> [EXERCISE DESCRIPTION]: Give back the records below verbatim, please, but without a single image.

> [DATA TO USE]:
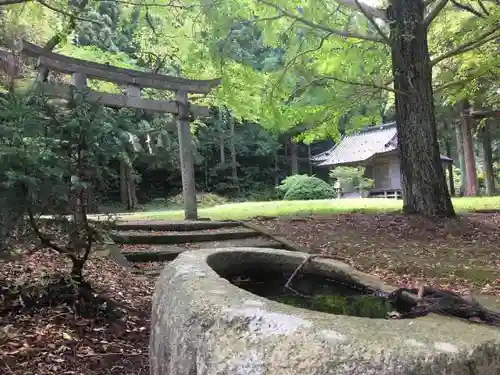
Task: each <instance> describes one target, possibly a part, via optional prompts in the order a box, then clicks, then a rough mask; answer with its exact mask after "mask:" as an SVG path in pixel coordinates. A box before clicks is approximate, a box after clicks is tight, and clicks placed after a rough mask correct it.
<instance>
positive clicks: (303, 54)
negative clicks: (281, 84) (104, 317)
mask: <svg viewBox="0 0 500 375" xmlns="http://www.w3.org/2000/svg"><path fill="white" fill-rule="evenodd" d="M331 35H332V34H331V33H327V34H325V35H323V36H322V37H321V39H320V41H319V43H318V45H317V46H316V47H313V48H310V49H306V50H304V51H301V52H299V53H298V54H296V55H295V56H294V57H293V58H292V59H291V60H290V62H288V63H287V64H286V65H285V67H284V68H283V73H282V74H281V76H280V78H279V80H278V81H277V83H276V84H275V85H273V87H272V89H271V95H270V99H272V97H273V95H274V90H275V89H276V87H278V86H279V85H280V84H281V82H282V81H283V78H285V75H286V73H287V72H288V69H290V67H291V66H292V65H293V64H295V62H296V61H297V60H298V59H299V58H300V57H302V56H304V55H306V54H308V53H312V52H316V51H319V50H320V49H321V48H322V47H323V44H324V43H325V41H326V40H327V39H328V37H329V36H331ZM293 98H294V96H293V93H292V94H291V95H290V97H289V99H288V101H291V100H293Z"/></svg>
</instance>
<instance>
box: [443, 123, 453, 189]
mask: <svg viewBox="0 0 500 375" xmlns="http://www.w3.org/2000/svg"><path fill="white" fill-rule="evenodd" d="M443 126H444V131H445V141H444V148H445V150H446V156H448V157H449V158H450V159H451V142H450V141H451V134H450V127H449V125H448V121H446V120H445V121H444V122H443ZM446 166H447V169H448V187H449V188H450V195H451V196H452V197H453V196H455V179H454V178H453V164H452V163H446Z"/></svg>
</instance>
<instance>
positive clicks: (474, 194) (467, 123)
mask: <svg viewBox="0 0 500 375" xmlns="http://www.w3.org/2000/svg"><path fill="white" fill-rule="evenodd" d="M460 110H461V113H462V115H461V116H462V121H461V123H462V137H463V141H464V164H465V174H466V176H467V178H466V179H467V185H466V187H465V193H464V195H465V196H467V197H473V196H477V193H478V190H479V189H478V184H477V169H476V156H475V155H474V144H473V141H472V128H473V126H474V120H473V119H472V117H470V115H469V112H468V110H469V103H468V102H467V101H463V102H462V103H461V108H460Z"/></svg>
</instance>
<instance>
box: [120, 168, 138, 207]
mask: <svg viewBox="0 0 500 375" xmlns="http://www.w3.org/2000/svg"><path fill="white" fill-rule="evenodd" d="M120 199H121V202H122V204H123V205H124V206H125V209H126V210H127V211H133V210H135V209H137V206H138V205H139V200H138V199H137V192H136V187H135V181H134V175H133V171H132V168H131V167H130V166H129V165H128V164H127V163H126V162H125V161H122V160H120Z"/></svg>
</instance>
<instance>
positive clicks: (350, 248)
mask: <svg viewBox="0 0 500 375" xmlns="http://www.w3.org/2000/svg"><path fill="white" fill-rule="evenodd" d="M256 221H258V222H259V223H260V224H261V225H265V226H266V227H268V228H270V229H272V230H273V231H274V232H279V233H281V234H284V235H285V236H287V237H289V239H290V240H292V241H294V242H297V243H299V244H300V245H302V246H304V247H311V249H313V250H314V252H315V253H318V254H327V255H330V256H335V257H336V258H338V259H340V260H342V261H345V262H347V263H349V264H351V265H352V266H354V267H356V268H358V269H360V270H362V271H365V272H369V273H371V274H374V275H377V276H378V277H380V278H381V279H383V280H385V281H387V282H389V283H391V284H394V285H395V286H406V287H408V286H414V284H415V283H416V282H419V281H420V282H421V281H423V282H425V283H427V284H428V285H429V286H434V287H439V288H444V289H449V290H453V291H458V292H463V293H465V292H469V291H476V292H481V293H486V294H491V295H497V296H499V295H500V274H499V272H500V271H499V270H500V254H499V253H498V251H497V249H498V247H499V245H500V230H499V224H500V215H498V214H476V215H467V216H462V217H460V218H459V219H456V220H445V219H443V220H430V219H424V218H420V217H407V216H403V215H378V216H376V215H362V214H350V215H335V216H330V217H324V216H323V217H319V216H318V217H302V218H281V219H279V218H271V219H265V220H256ZM187 245H188V244H186V246H187ZM191 246H192V247H195V245H194V244H189V246H188V247H191ZM16 247H17V248H19V249H22V246H20V245H19V244H18V245H16ZM141 247H142V245H123V246H122V249H123V250H125V251H126V250H128V251H135V250H139V249H141V250H146V249H150V246H149V245H147V246H144V247H142V248H141ZM24 248H25V249H26V251H24V252H22V251H19V252H18V255H19V254H20V255H19V256H18V257H16V258H15V259H14V260H9V261H7V260H4V261H0V288H1V289H0V291H1V299H0V304H1V306H0V307H5V304H6V303H10V304H11V307H13V308H12V309H7V311H5V309H4V308H0V310H3V313H2V314H0V373H1V374H4V373H5V374H12V375H21V374H22V375H24V374H31V373H32V374H38V375H48V374H58V375H59V374H61V375H64V374H67V375H70V374H72V375H76V374H79V375H94V374H95V375H97V374H99V375H108V374H111V375H113V374H120V375H139V374H141V375H144V374H147V373H148V372H149V369H148V343H149V329H150V327H149V326H150V311H151V297H152V294H153V290H154V281H155V279H154V278H151V277H147V276H144V275H141V274H134V273H133V272H132V271H131V270H127V269H124V268H122V267H120V266H118V265H117V264H115V263H114V262H113V261H111V260H110V259H106V258H92V259H91V260H89V262H88V264H87V266H86V268H85V279H86V280H87V281H88V282H89V283H90V285H91V286H92V291H93V293H94V294H93V297H95V303H96V305H97V306H94V307H97V308H96V309H94V310H91V311H87V313H88V314H87V316H82V314H81V312H80V313H77V311H75V304H74V303H68V300H67V299H66V303H65V300H64V298H57V297H61V296H54V298H52V299H49V301H50V304H48V305H47V304H45V305H44V304H38V305H37V303H36V298H33V300H32V301H31V305H29V303H28V305H27V303H26V301H28V302H29V298H28V299H27V298H26V295H25V294H23V293H24V292H23V293H21V294H19V295H20V296H21V298H20V299H19V300H16V301H12V300H8V298H6V295H8V294H9V293H10V292H12V288H18V290H17V292H18V293H19V291H20V290H24V291H26V290H29V291H30V292H31V293H34V294H35V296H34V297H36V296H37V293H38V298H40V300H44V298H45V297H44V296H43V291H44V290H45V291H47V288H48V287H49V286H51V287H53V286H54V285H55V286H58V285H62V286H64V287H66V286H67V284H66V283H65V280H66V279H65V277H64V274H65V273H66V274H67V273H68V272H69V269H70V264H69V262H68V261H66V259H65V258H64V257H62V256H60V255H59V254H57V253H55V252H53V251H51V250H47V249H39V248H37V247H36V246H33V244H32V243H26V244H25V245H24ZM36 250H40V251H36ZM146 251H147V250H146ZM154 263H158V262H152V265H153V264H154ZM152 265H151V266H152ZM156 265H157V264H155V266H156ZM144 267H150V266H149V265H144ZM27 286H29V288H24V289H23V287H27ZM6 289H8V291H7V290H6ZM8 292H9V293H8ZM40 293H42V295H41V294H40ZM10 294H12V293H10ZM45 300H46V298H45ZM69 302H75V301H69ZM23 304H24V305H27V306H23Z"/></svg>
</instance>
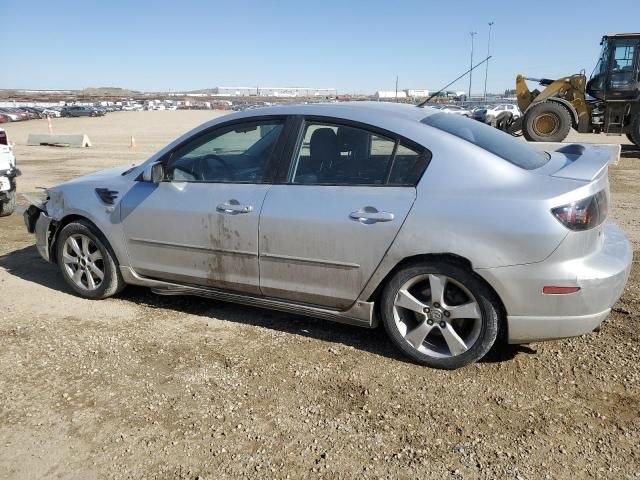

> [ANSWER TO THE PROBLEM]:
Task: each <instance> describes one target, possibly a part, via optional prompts in the order a box, then clicks, then a rough mask; answer with its exact mask after "mask:" as an SVG path in pixel coordinates. A box before clicks is approximate, a box after clicks is tight, and clicks placed after a rough mask correct it.
<instance>
positive clicks: (303, 54)
negative clicks: (281, 84) (104, 317)
mask: <svg viewBox="0 0 500 375" xmlns="http://www.w3.org/2000/svg"><path fill="white" fill-rule="evenodd" d="M331 35H332V34H331V33H327V34H325V35H323V36H322V37H321V39H320V41H319V43H318V45H317V46H316V47H313V48H310V49H306V50H304V51H301V52H299V53H298V54H296V55H295V56H294V57H293V58H292V59H291V60H290V62H288V63H287V64H286V65H285V67H284V68H283V73H282V74H281V76H280V78H279V80H278V81H277V83H276V84H275V85H273V87H272V89H271V95H270V99H272V97H273V95H274V90H275V89H276V87H278V86H279V85H280V84H281V82H282V81H283V78H285V75H286V73H287V72H288V69H290V67H291V66H292V65H293V64H295V62H296V61H297V60H298V59H299V58H300V57H302V56H304V55H306V54H308V53H312V52H316V51H319V50H320V49H321V48H322V47H323V44H324V43H325V41H326V40H327V39H328V37H329V36H331ZM293 98H294V96H293V93H292V94H291V95H290V97H289V99H288V101H291V100H293Z"/></svg>
</instance>
<instance>
box: [443, 123, 453, 189]
mask: <svg viewBox="0 0 500 375" xmlns="http://www.w3.org/2000/svg"><path fill="white" fill-rule="evenodd" d="M443 126H444V131H445V141H444V148H445V150H446V156H448V157H449V158H450V159H451V142H450V141H451V134H450V127H449V125H448V121H446V120H445V121H444V122H443ZM446 166H447V169H448V187H449V188H450V195H451V196H452V197H453V196H455V179H454V178H453V164H452V163H446Z"/></svg>
</instance>
<instance>
positive clicks: (474, 194) (467, 123)
mask: <svg viewBox="0 0 500 375" xmlns="http://www.w3.org/2000/svg"><path fill="white" fill-rule="evenodd" d="M460 110H461V113H462V115H461V116H462V121H461V123H462V137H463V141H464V164H465V174H466V176H467V178H466V179H467V185H466V187H465V193H464V195H465V196H467V197H473V196H477V193H478V190H479V189H478V184H477V169H476V156H475V155H474V144H473V141H472V128H473V126H474V120H473V119H472V117H470V115H469V112H468V110H469V103H468V102H467V101H463V102H462V103H461V108H460Z"/></svg>
</instance>
<instance>
box: [120, 168, 138, 207]
mask: <svg viewBox="0 0 500 375" xmlns="http://www.w3.org/2000/svg"><path fill="white" fill-rule="evenodd" d="M120 199H121V202H122V204H123V205H124V206H125V209H126V210H127V211H133V210H135V209H137V206H138V205H139V200H138V199H137V192H136V187H135V181H134V175H133V171H132V168H131V167H130V166H129V165H128V164H127V163H126V162H125V161H122V160H120Z"/></svg>
</instance>
<instance>
positive clicks: (350, 248)
mask: <svg viewBox="0 0 500 375" xmlns="http://www.w3.org/2000/svg"><path fill="white" fill-rule="evenodd" d="M256 221H258V222H259V223H260V224H261V225H265V226H266V227H268V228H270V229H272V230H273V231H274V232H279V233H281V234H284V235H285V236H287V237H289V239H290V240H292V241H294V242H297V243H299V244H300V245H302V246H304V247H311V249H313V250H314V252H315V253H318V254H327V255H330V256H335V257H336V258H338V259H340V260H342V261H345V262H347V263H349V264H351V265H352V266H354V267H356V268H358V269H360V270H362V271H365V272H369V273H371V274H374V275H377V276H378V277H380V278H381V279H383V280H385V281H387V282H389V283H391V284H394V285H395V286H406V287H408V286H414V284H415V283H416V282H419V281H420V282H421V281H423V282H425V283H427V284H428V285H429V286H434V287H439V288H444V289H449V290H453V291H458V292H463V293H465V292H469V291H476V292H481V293H486V294H491V295H497V296H499V295H500V274H499V272H500V271H499V270H500V254H499V253H498V251H497V249H498V247H499V245H500V230H499V224H500V215H498V214H476V215H467V216H462V217H460V218H459V219H456V220H445V219H443V220H430V219H424V218H420V217H407V216H403V215H378V216H376V215H362V214H350V215H335V216H330V217H324V216H323V217H319V216H318V217H302V218H281V219H279V218H271V219H265V220H256ZM187 245H188V244H186V246H187ZM191 246H192V247H195V245H194V244H189V246H188V247H191ZM16 247H17V248H19V249H22V246H20V245H19V244H18V245H16ZM141 247H142V245H123V246H122V249H123V250H125V251H126V250H128V251H135V250H139V249H141V250H146V249H150V246H149V245H147V246H144V247H142V248H141ZM24 248H25V249H26V251H24V252H22V251H19V252H18V255H19V254H20V255H19V256H18V257H16V258H15V259H14V260H9V261H7V260H4V261H0V288H1V289H0V291H1V299H0V304H1V306H0V307H5V304H6V303H10V304H11V307H13V308H12V309H7V311H5V309H4V308H0V310H3V313H2V314H0V373H1V374H4V373H5V374H12V375H21V374H22V375H24V374H31V373H32V374H38V375H48V374H58V375H59V374H61V375H64V374H67V375H70V374H72V375H76V374H79V375H94V374H95V375H97V374H99V375H108V374H111V375H113V374H120V375H139V374H141V375H144V374H147V373H148V372H149V369H148V343H149V329H150V327H149V326H150V311H151V297H152V294H153V290H154V281H155V279H154V278H151V277H147V276H144V275H141V274H134V273H133V272H132V271H131V270H127V269H124V268H122V267H120V266H118V265H117V264H115V263H114V262H113V261H111V260H110V259H106V258H92V259H91V260H89V262H88V264H87V266H86V268H85V279H86V280H87V281H88V282H89V283H90V285H91V286H92V291H93V293H94V294H93V297H95V303H96V305H97V306H94V307H97V308H96V309H94V310H91V311H87V313H88V314H87V316H82V314H81V312H80V313H77V311H75V304H74V303H68V300H67V299H66V303H65V300H64V298H57V297H61V296H54V298H52V299H49V301H50V304H48V305H47V304H45V305H44V304H38V305H37V303H36V298H33V300H32V301H31V305H29V303H28V305H27V303H26V301H28V302H29V298H28V299H27V298H26V295H25V294H23V293H24V292H23V293H21V294H19V295H20V296H21V298H20V299H19V300H16V301H12V300H8V298H6V295H8V294H9V293H10V292H12V288H18V290H17V292H18V293H19V291H20V290H24V291H26V290H29V291H30V292H31V293H34V294H35V296H34V297H36V296H37V293H38V298H40V300H44V298H45V297H44V296H43V291H44V290H45V291H47V288H48V287H49V286H51V287H53V286H54V285H55V286H58V285H62V286H64V287H66V286H67V284H66V283H65V280H66V279H65V277H64V274H65V273H66V274H67V273H68V272H69V269H70V264H69V262H68V261H66V259H65V258H64V257H62V256H60V255H59V254H57V253H55V252H53V251H51V250H47V249H39V248H37V247H36V246H33V244H32V243H26V244H25V245H24ZM36 250H40V251H36ZM146 251H147V250H146ZM154 263H158V262H152V265H153V264H154ZM152 265H151V266H152ZM156 265H157V264H155V266H156ZM144 267H150V266H149V265H144ZM27 286H29V288H24V289H23V287H27ZM6 289H8V291H7V290H6ZM8 292H9V293H8ZM40 293H42V295H41V294H40ZM10 294H12V293H10ZM45 300H46V298H45ZM69 302H75V301H69ZM23 304H24V305H27V306H23Z"/></svg>
</instance>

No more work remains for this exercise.